#### [WHAT IS NEEDED]
Each line below has to be set down again exactly.

#### [THE DATA]
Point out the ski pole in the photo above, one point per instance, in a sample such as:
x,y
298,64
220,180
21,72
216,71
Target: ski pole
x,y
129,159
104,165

#### [SOLVED EXERCISE]
Point out the ski pole in the photo above, one point per instance, in a sample such as:
x,y
298,64
220,180
21,72
216,71
Target: ski pole
x,y
129,159
104,165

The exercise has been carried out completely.